- TO DO -
Filter the records for lines holding the string "sugar".

- DATA FOR ANALYSIS -
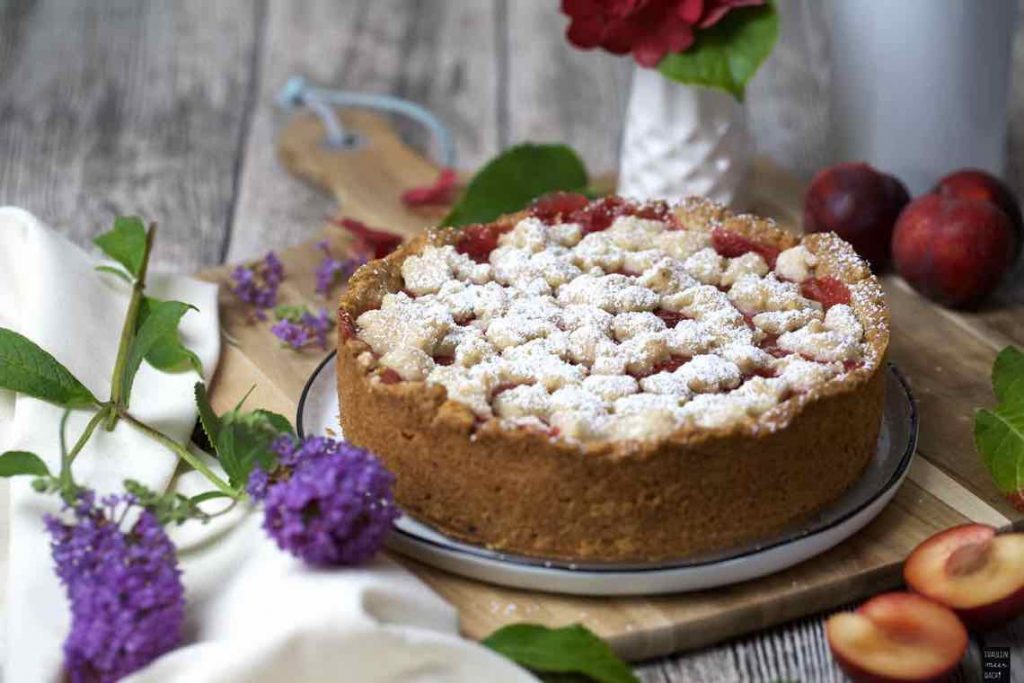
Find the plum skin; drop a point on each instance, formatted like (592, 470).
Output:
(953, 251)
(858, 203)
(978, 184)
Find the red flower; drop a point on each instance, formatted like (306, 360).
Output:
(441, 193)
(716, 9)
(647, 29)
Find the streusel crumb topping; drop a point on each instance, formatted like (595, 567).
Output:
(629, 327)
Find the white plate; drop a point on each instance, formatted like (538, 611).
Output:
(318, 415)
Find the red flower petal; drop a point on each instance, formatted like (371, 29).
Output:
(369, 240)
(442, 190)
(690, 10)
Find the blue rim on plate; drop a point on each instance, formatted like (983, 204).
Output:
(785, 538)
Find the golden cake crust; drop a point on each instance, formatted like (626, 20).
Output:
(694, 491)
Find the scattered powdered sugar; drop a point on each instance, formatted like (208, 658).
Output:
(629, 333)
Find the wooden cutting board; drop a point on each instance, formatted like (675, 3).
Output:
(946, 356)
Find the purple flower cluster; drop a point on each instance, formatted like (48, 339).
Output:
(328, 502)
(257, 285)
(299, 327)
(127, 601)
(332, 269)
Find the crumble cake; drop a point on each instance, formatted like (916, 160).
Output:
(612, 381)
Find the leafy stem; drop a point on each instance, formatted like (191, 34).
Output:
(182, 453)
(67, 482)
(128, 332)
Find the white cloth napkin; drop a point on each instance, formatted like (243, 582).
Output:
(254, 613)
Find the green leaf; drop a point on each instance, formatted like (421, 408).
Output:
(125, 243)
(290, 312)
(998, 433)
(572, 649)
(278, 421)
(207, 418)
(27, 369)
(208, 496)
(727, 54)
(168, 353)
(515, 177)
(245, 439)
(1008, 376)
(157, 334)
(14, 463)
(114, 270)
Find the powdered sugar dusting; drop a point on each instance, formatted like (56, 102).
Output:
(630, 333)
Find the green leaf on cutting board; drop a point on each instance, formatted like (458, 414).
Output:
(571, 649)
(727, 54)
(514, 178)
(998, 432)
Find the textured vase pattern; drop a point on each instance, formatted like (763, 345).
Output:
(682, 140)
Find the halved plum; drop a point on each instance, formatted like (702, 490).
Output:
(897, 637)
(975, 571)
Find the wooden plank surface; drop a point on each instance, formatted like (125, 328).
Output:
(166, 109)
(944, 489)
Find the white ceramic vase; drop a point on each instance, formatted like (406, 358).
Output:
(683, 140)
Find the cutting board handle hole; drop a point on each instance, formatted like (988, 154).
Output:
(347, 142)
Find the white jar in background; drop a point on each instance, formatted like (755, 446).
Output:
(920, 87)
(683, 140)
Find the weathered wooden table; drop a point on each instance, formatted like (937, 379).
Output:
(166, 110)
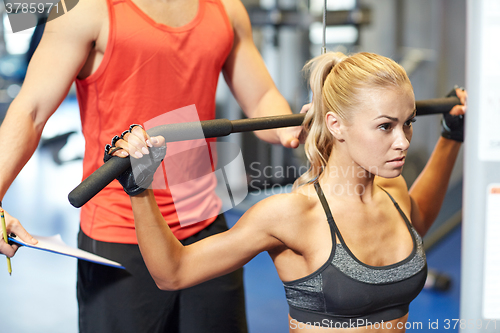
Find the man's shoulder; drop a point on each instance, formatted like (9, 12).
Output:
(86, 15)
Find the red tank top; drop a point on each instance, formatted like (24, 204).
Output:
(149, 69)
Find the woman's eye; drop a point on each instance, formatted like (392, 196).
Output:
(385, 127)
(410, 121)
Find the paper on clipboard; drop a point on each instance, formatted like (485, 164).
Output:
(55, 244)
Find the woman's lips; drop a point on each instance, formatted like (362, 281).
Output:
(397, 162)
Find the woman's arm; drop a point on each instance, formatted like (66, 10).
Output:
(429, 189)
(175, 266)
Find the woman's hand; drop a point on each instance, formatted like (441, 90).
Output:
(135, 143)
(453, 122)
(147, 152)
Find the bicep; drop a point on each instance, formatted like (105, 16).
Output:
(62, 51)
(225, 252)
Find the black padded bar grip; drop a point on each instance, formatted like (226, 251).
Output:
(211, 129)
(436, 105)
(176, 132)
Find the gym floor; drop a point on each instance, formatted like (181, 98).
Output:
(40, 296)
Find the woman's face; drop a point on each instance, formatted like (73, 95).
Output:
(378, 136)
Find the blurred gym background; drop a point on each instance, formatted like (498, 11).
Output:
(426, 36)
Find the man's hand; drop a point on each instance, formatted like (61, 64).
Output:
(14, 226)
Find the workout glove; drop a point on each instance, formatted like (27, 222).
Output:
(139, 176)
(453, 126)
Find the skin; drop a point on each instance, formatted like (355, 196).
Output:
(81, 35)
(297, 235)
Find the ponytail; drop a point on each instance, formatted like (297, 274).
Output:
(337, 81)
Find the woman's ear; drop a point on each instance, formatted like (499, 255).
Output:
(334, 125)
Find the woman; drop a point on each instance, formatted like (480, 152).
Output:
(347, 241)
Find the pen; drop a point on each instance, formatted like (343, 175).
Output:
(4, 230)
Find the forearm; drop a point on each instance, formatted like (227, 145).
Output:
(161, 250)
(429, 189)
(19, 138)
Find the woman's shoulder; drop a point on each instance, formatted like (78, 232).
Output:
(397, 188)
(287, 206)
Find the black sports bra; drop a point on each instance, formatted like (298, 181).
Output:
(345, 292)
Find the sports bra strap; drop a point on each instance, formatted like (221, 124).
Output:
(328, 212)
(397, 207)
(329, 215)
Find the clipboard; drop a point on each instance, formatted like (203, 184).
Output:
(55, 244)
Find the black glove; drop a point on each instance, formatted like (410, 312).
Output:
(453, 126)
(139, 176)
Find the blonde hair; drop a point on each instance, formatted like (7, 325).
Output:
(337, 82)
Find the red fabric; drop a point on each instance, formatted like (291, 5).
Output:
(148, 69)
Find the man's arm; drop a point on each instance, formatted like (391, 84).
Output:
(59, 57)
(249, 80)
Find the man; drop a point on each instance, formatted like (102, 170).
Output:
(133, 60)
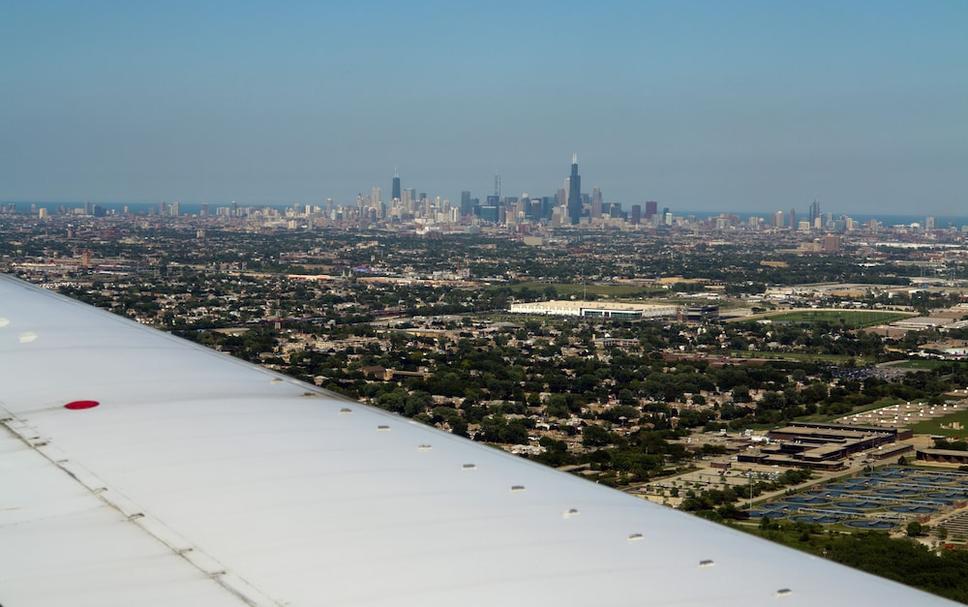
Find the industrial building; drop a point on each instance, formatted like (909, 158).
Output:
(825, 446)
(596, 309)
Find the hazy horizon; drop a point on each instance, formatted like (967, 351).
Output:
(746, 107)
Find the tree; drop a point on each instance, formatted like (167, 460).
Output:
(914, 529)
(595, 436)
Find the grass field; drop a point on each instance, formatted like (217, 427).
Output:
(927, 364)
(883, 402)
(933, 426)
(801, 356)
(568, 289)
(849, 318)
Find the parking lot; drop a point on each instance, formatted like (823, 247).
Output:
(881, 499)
--
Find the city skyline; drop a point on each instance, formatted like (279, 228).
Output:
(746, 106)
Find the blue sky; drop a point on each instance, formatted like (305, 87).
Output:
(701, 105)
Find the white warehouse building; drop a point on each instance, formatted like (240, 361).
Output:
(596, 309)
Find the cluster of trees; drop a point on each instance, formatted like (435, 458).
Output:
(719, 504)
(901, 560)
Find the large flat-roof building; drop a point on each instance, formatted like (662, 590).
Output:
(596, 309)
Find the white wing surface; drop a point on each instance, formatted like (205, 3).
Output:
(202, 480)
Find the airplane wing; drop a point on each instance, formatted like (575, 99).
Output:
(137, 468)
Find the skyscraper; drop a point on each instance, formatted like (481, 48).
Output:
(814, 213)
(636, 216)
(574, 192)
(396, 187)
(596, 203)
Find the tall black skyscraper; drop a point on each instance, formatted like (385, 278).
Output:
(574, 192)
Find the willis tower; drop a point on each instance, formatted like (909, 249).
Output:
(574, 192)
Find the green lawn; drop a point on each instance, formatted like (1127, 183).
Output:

- SOLUTION BELOW -
Find the scattered powdered sugar; drop a point on each instance, formatted like (208, 658).
Find the powdered sugar dusting; drop a point on each instance, formatted like (56, 102).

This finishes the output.